** Point localization data **
┄┄┄┄┄┄┄┄┄┄┄┄┄┄┄┄┄┄┄┄

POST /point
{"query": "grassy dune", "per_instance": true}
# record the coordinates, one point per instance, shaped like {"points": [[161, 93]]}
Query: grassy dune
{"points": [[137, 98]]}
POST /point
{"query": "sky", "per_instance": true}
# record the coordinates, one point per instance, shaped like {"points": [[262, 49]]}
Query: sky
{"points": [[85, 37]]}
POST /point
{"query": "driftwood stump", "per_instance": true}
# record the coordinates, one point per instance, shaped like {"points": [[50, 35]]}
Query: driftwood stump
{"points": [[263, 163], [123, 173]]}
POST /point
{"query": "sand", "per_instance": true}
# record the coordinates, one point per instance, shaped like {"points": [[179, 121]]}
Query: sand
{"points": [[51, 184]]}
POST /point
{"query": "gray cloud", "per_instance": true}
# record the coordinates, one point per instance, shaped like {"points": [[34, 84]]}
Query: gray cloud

┄┄┄┄┄┄┄┄┄┄┄┄┄┄┄┄┄┄┄┄

** Task to carry out **
Show, from the records above, every line that includes "cloud".

** Your response **
{"query": "gray cloud", "per_instance": true}
Query: gray cloud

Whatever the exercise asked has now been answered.